TO DO
Working from the material below, print the lines from the line holding "Annotate the dark" through its final line, inclusive, exactly and with nothing else; pictures are excluded.

Coordinate annotation entries:
↓↓↓

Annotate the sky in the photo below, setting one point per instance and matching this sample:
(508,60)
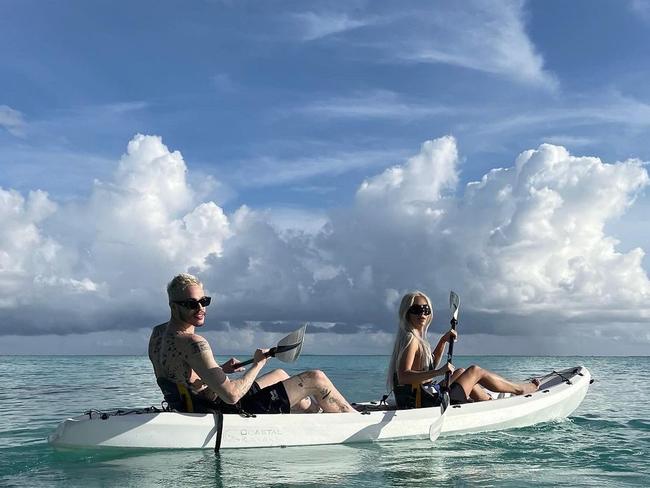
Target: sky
(314,161)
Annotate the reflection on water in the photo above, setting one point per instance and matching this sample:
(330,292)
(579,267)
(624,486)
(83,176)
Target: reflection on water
(606,442)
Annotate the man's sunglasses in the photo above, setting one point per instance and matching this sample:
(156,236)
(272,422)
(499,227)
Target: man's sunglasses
(420,310)
(193,304)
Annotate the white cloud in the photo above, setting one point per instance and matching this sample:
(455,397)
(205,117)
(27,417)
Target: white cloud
(13,121)
(318,25)
(526,247)
(269,171)
(377,104)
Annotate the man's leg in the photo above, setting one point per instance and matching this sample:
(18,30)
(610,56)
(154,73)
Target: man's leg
(278,375)
(317,385)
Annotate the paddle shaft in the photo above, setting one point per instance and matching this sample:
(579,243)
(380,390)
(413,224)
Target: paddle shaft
(450,352)
(268,354)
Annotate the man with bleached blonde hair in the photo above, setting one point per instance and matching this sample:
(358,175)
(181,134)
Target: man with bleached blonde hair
(192,381)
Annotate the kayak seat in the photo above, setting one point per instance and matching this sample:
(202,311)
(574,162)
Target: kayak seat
(179,398)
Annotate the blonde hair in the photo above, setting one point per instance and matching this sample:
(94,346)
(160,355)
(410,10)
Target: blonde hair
(405,336)
(179,283)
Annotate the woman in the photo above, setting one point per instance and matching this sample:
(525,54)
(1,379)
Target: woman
(413,363)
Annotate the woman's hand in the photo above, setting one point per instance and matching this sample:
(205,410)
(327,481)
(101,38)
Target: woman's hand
(451,335)
(228,366)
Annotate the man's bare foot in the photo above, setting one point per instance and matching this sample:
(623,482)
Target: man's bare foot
(531,387)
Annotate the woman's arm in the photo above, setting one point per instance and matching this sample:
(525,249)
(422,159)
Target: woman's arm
(406,372)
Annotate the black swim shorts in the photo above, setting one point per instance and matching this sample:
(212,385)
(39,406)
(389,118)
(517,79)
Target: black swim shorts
(457,394)
(272,399)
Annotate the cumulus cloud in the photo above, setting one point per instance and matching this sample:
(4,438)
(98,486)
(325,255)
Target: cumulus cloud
(525,246)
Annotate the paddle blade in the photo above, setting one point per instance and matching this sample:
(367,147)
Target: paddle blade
(436,427)
(289,348)
(454,304)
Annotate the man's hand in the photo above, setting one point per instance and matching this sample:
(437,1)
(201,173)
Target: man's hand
(259,357)
(448,367)
(228,366)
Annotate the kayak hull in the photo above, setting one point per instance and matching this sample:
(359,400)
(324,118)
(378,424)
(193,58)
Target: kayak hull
(557,398)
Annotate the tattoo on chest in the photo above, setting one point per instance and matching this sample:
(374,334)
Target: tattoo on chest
(199,347)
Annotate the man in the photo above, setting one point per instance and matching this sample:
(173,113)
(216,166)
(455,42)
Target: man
(191,379)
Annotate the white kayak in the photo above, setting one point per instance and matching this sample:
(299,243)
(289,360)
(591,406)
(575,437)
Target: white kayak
(560,393)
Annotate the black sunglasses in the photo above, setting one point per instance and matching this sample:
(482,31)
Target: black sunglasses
(194,304)
(420,310)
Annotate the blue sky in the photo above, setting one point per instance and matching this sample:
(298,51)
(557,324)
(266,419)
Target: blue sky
(282,110)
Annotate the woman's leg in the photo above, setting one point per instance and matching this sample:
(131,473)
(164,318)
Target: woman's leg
(478,394)
(475,375)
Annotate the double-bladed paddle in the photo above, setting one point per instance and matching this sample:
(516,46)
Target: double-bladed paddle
(436,427)
(287,350)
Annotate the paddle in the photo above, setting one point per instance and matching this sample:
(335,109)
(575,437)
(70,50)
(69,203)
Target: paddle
(436,427)
(287,350)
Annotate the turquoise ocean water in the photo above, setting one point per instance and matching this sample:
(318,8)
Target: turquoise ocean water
(605,443)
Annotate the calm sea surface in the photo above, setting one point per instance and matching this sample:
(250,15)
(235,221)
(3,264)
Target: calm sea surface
(605,443)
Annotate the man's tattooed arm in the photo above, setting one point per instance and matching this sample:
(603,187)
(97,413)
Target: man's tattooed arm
(202,361)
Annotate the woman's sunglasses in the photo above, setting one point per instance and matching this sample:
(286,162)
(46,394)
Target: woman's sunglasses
(420,310)
(194,304)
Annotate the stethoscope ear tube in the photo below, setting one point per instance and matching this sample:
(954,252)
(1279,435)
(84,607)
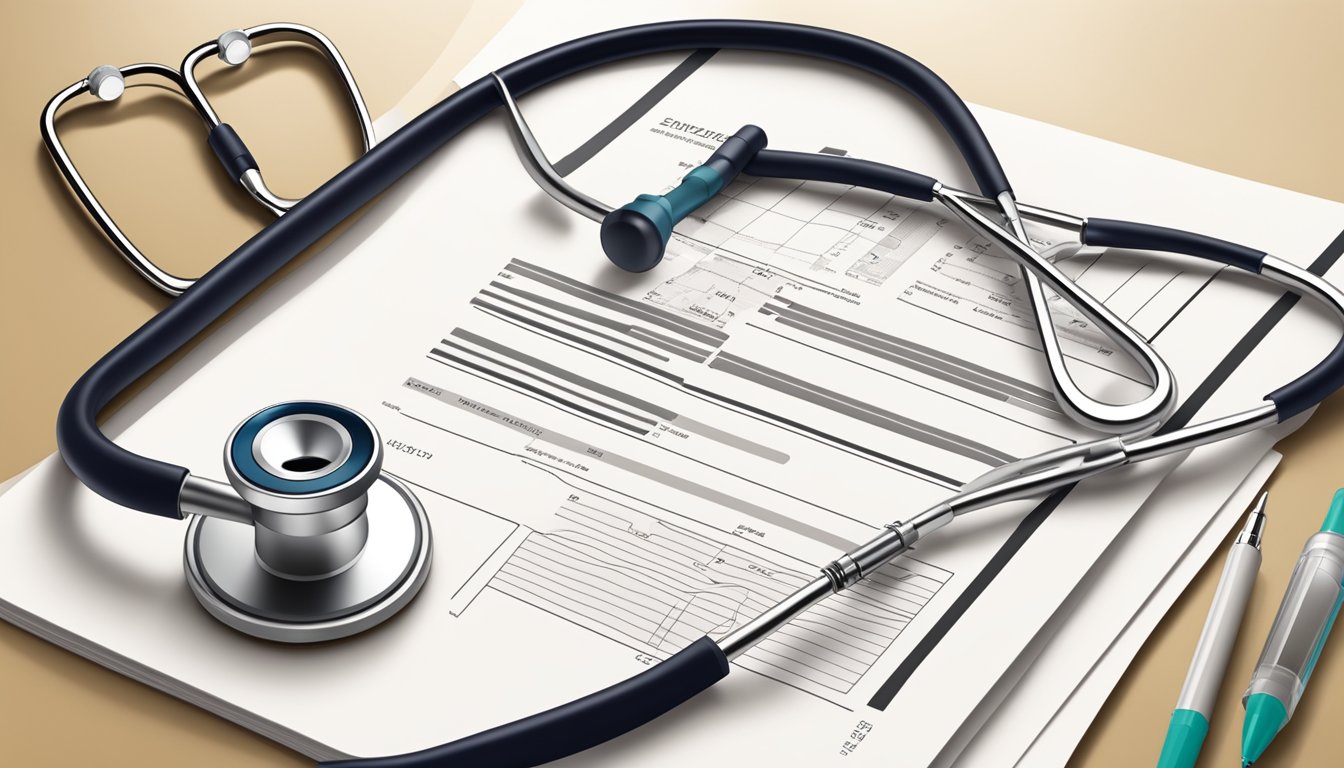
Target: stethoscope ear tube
(577,725)
(1292,398)
(153,486)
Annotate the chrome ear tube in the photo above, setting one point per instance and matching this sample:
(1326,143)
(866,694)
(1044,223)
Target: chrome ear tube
(636,236)
(234,47)
(309,541)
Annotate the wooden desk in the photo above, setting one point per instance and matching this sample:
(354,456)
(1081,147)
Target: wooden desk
(1247,89)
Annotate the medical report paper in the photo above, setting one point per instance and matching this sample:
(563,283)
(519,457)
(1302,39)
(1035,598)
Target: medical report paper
(616,464)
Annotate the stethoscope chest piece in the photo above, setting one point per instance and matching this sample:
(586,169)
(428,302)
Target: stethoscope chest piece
(335,545)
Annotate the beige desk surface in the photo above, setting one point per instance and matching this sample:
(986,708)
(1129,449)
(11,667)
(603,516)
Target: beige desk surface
(1246,88)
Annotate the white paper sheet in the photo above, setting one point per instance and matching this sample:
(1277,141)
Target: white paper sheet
(481,646)
(1081,654)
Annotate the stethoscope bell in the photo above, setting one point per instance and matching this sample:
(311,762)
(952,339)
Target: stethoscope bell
(335,548)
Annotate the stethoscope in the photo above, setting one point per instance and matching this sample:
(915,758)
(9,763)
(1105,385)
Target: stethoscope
(311,541)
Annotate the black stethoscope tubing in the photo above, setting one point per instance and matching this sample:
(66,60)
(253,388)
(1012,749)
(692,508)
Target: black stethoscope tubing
(152,486)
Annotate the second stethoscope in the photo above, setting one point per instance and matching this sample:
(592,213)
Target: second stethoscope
(311,541)
(233,47)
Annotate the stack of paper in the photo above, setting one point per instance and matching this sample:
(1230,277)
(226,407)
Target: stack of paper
(616,464)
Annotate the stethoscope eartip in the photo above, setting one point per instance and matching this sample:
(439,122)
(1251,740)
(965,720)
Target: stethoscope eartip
(234,47)
(106,82)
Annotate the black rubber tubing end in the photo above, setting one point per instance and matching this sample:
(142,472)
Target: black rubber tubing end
(632,241)
(233,154)
(578,725)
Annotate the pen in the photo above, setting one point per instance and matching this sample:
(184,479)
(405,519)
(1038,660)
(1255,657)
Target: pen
(1195,705)
(1297,636)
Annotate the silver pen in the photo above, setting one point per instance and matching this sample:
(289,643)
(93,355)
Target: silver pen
(1195,705)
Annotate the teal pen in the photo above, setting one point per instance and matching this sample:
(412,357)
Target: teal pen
(1294,643)
(1195,705)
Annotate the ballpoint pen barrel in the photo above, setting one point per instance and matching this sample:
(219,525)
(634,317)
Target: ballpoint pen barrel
(1195,706)
(1294,642)
(1219,635)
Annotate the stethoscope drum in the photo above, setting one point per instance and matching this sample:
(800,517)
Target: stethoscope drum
(333,545)
(311,540)
(233,47)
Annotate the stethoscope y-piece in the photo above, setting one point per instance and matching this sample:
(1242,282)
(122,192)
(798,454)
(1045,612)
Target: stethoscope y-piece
(234,47)
(299,474)
(636,236)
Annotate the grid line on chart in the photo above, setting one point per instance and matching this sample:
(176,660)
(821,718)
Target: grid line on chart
(657,587)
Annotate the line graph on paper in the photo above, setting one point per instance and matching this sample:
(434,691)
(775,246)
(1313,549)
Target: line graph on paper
(656,587)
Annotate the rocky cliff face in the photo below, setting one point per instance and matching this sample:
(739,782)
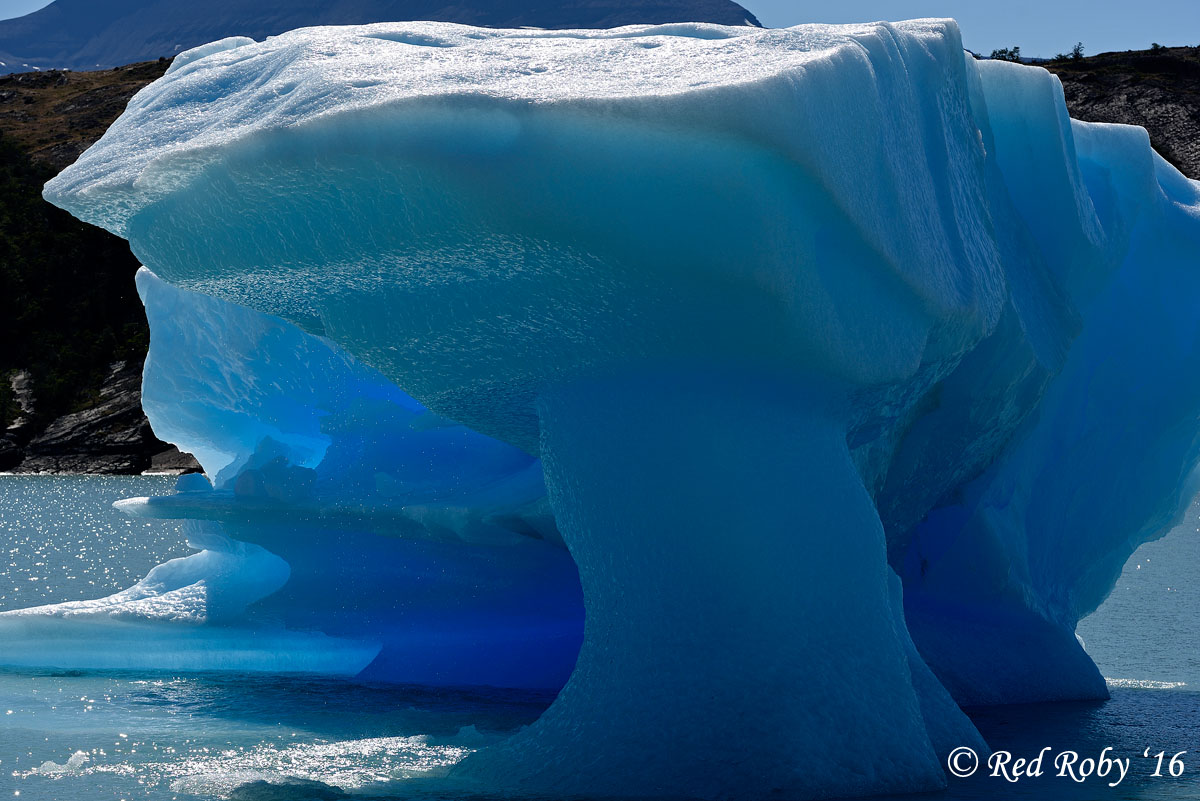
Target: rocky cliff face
(89,35)
(1157,89)
(113,435)
(72,331)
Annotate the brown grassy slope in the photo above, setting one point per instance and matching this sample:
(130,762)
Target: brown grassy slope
(54,116)
(1157,89)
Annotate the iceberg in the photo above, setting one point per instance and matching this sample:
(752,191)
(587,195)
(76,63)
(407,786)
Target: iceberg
(832,372)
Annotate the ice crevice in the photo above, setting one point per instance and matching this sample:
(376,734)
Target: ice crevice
(832,372)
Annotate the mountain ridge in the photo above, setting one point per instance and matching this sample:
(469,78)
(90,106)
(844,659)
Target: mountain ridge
(90,35)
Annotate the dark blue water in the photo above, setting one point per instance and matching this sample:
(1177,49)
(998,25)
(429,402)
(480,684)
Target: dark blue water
(95,735)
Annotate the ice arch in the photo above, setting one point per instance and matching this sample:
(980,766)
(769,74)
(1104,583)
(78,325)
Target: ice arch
(786,314)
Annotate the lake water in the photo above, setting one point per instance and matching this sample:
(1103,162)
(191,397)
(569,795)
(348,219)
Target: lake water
(99,735)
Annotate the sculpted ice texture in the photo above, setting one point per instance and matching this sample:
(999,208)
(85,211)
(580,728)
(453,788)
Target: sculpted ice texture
(790,317)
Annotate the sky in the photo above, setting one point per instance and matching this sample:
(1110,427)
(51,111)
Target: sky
(1042,28)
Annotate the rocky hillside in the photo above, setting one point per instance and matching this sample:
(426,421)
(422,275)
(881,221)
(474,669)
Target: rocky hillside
(72,332)
(89,35)
(1157,89)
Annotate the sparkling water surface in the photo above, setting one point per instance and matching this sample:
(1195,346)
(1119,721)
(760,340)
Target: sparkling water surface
(70,735)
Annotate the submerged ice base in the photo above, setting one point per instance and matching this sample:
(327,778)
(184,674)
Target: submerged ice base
(847,369)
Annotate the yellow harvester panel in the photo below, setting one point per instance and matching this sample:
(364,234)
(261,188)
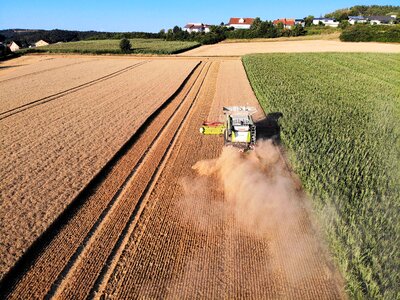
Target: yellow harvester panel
(212,129)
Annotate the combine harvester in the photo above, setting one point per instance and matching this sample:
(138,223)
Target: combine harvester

↑↑↑

WORKED SOLUTION
Annotate the dark blue water in the photo above, setting one point per instance and matching this sample:
(1177,49)
(998,25)
(429,402)
(480,684)
Target: dark blue water
(95,735)
Annotate the ice arch in the photo above, setting one point per instance and matching this sample:
(980,766)
(769,74)
(1104,583)
(78,325)
Target: ice arch
(786,314)
Annotate the lake water in the photo above, setting one point per instance and matching this sample:
(1103,162)
(191,397)
(569,795)
(348,219)
Target: lake water
(99,735)
Annotate the sculpted ice texture in the photo above, setting one point per instance and matching this sample:
(999,208)
(85,211)
(580,728)
(453,788)
Target: sculpted ice texture
(790,317)
Annotate the sky in the photo above, setting one point per instance and matching this sample:
(1110,427)
(51,111)
Target: sky
(1042,28)
Annotate the rocky hillside in the photo above, setting one point per instance and matching this sample:
(426,421)
(422,275)
(881,221)
(474,669)
Target: rocky hillside
(72,332)
(89,35)
(1157,89)
Annotate the sparkling water surface in the photo above, setting one point per instance and matching this sample:
(1195,346)
(1119,721)
(760,340)
Target: sparkling water surface
(70,735)
Annotate the submerged ice base in the photo above, setting one point per instance and matching this sample:
(327,778)
(184,674)
Target: submerged ice base
(847,369)
Annotate the yellow harvester panel in the photo below, setting one point per instance and matching this sample:
(364,234)
(261,188)
Target: yellow harvester panel
(212,129)
Annotate the combine harvester in the photo above, setting one point per instance and matching this sample:
(138,223)
Target: combine harvester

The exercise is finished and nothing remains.